— EXERCISE SET —
1 > Decide whether each statement below agrees with the passage about the green design discussion. Answer yes or no for each, and quote the words from the passage that settle it.
(a) Graham Hill founded Treehugger.
(b) Design Within Reach sponsored the evening.
(c) Most of the group held that it does not matter whether people understand the complexity behind a green product.
2 > Name every person mentioned by name in the passage about the green design discussion.

— PASSAGE PROVIDED —
○ ○ ○ ○ ○ ○ ○

The room was full of brilliant minds, mostly from the design, media, architecture, and art worlds. After some organic food and drink and conversation about the book itself, we sat everyone down, handed out pens and paper, and asked the question: If 2006 was about green becoming "the new black," what will 2007 be about? What's next?

Kimberly Oliver spoke first, postulating that sustainability is on its way to a tipping point where it will become ubiquitous and mainstream à la "Green is the new Wal-Mart." Treehugger founder Graham Hill wondered if mainstreaming would just lead to greenwashing and a dilution in quality of available green products. Bart Bettencourt (of Haute Green, Scrapile and Bettencourt Wood fame) agreed, adding that this year we'll see even more marketing geared towards a green consumer, which brings the danger of inauthentic claims. On the other hand, Bart sees corporate adoption of green practices as a good thing if we can keep the bar high. "We're still in a transitional period," he said, and if we can hold to our standards as we move through it, we might hit the tipping point Kimberly brought up.

Several times, conversation came back to the notion that we need to keep the bar high, that in the absence of strict standards and real vision, the current vogue for environmentally- and socially-responsible consumerism would merely dissipate into an excuse for greater consumption.

Rebecca Silver pointed out that there's a knowledge gap which hinders progress in design and large-scale manufacturing, as well as in widespread responsible consumerism; we need a certain amount of basic education to get the green momentum going -- and, added Sandra Hansel of Design Within Reach (which graciously sponsored the evening) -- we need to feel like there's no deep sacrifice involved in becoming more responsible.

But does it matter, asked Graham, if people understand the complexity behind a green product, as long as they are finding sufficient motivation to choose it?

Most of the group countered that it does matter: since the gap between current practices and sustainability is so large, education must be constant if consumers are going to learn to choose the truly green from the only marginally green. "What's green today might not be green tomorrow," said Rebecca.

So coming back to the original question... As Alex has often said before, this cresting green wave might be compared to the early edge of Internet Boom -- lots of venture capital and investment dollars floating around and a near-boiling eagerness to make a fundamental shift, particularly in business, by throwing funding in new directions. That there will certainly be an investment bust to follow at some point should not frighten us, because in the meantime, many sustainable practices will become widely adopted: after all, the Net's alive and well, even after the Dot.Com bubble burst. And, given the magnitude of the challenge ahead of us, the potential for radical capitalism is pretty profound.

It's a sign, Alex pointed out, that this is not the old environmental generation. The last green advocates were spending their time raising the alarm; this generation has already heard it ring. And we are empowering ourselves to push solutions.

○ ○ ○ ○ ○ ○ ○

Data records
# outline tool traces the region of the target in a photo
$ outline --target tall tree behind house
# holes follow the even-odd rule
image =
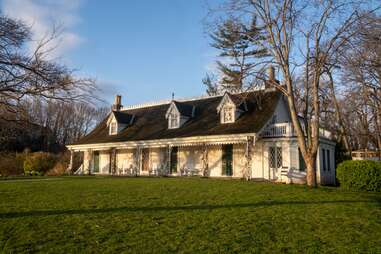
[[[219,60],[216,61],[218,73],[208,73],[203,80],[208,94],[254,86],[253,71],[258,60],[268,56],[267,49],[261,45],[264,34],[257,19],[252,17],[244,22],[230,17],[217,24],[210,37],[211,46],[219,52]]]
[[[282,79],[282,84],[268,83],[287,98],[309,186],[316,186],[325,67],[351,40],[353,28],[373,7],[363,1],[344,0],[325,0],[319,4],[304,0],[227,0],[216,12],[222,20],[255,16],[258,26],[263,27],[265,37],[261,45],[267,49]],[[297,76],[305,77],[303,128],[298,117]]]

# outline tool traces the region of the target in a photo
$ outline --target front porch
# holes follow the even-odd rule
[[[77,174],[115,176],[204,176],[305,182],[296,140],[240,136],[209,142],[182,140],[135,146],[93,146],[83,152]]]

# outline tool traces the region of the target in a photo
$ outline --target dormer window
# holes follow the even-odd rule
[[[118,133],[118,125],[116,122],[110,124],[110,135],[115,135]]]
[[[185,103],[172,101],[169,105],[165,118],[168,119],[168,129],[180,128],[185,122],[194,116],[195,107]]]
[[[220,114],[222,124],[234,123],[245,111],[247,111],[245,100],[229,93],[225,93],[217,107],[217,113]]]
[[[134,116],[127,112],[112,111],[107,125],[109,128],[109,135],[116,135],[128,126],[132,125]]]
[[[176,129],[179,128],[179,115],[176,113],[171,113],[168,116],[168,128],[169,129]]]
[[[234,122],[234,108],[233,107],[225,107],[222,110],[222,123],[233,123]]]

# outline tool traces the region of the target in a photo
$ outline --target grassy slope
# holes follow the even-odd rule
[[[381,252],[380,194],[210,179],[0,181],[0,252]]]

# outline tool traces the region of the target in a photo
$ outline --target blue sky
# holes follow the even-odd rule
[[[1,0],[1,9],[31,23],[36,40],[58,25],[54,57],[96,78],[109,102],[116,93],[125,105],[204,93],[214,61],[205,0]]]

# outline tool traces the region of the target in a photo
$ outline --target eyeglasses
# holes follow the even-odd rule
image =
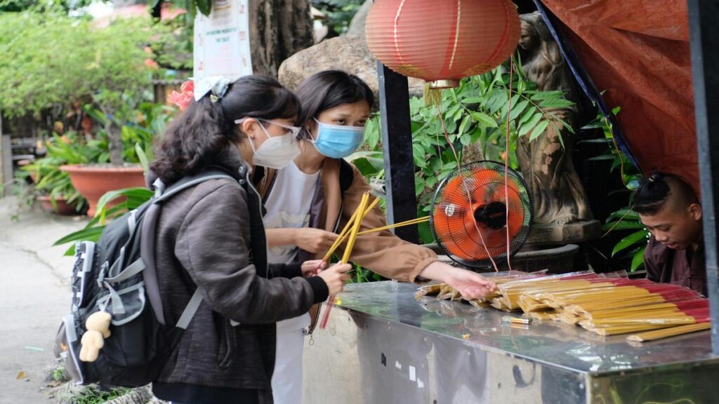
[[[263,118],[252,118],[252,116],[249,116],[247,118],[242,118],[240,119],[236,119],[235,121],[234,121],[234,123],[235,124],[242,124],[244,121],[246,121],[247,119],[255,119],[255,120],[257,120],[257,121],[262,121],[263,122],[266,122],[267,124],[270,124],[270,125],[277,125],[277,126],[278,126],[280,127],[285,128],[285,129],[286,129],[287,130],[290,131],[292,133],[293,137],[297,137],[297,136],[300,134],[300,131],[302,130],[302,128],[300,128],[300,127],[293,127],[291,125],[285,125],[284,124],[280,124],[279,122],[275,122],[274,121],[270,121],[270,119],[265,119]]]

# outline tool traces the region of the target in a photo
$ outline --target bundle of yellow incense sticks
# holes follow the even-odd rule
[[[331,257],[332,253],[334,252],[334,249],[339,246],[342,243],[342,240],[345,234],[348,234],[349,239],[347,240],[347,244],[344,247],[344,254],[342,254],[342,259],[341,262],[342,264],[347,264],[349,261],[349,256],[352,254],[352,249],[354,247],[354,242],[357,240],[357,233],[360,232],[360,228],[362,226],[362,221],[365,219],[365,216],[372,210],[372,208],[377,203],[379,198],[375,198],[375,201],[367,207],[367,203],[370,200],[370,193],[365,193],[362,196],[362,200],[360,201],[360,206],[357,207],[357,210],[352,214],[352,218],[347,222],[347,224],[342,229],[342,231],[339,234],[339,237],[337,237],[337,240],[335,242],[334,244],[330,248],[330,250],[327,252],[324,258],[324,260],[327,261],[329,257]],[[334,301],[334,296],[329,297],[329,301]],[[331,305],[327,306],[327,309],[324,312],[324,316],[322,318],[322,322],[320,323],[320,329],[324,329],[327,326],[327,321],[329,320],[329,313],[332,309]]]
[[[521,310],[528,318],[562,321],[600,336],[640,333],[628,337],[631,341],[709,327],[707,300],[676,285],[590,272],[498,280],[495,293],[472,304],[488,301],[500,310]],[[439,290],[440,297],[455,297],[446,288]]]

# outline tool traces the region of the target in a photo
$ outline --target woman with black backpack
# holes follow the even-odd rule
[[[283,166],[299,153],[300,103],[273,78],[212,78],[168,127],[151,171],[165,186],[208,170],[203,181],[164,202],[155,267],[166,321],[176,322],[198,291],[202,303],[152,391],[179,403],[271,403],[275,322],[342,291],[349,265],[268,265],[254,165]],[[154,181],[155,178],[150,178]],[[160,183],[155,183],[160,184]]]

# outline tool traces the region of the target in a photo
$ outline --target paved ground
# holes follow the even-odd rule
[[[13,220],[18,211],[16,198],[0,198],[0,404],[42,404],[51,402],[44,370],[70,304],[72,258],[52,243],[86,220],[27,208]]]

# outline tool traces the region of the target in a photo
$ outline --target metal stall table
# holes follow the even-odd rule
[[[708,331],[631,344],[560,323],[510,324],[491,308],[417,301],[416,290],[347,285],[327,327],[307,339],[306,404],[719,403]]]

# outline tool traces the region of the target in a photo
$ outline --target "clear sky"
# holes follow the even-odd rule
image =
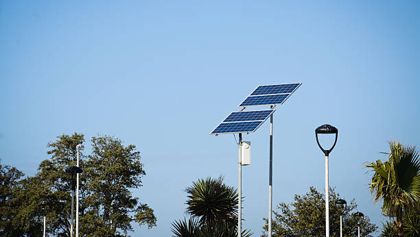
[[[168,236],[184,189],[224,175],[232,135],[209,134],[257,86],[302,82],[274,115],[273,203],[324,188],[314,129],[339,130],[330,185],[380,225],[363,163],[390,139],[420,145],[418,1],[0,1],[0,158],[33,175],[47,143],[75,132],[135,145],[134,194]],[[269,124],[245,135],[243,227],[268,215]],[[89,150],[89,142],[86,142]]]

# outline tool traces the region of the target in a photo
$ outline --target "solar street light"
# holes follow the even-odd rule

○ ○ ○ ○ ○ ○ ○

— ANSWERS IN ORDER —
1 >
(a) Yes: "Treehugger founder Graham Hill"
(b) Yes: "Design Within Reach (which graciously sponsored the evening)"
(c) No: "Most of the group countered that it does matter"

2 > Kimberly Oliver, Graham Hill, Bart Bettencourt, Rebecca Silver, Sandra Hansel, Alex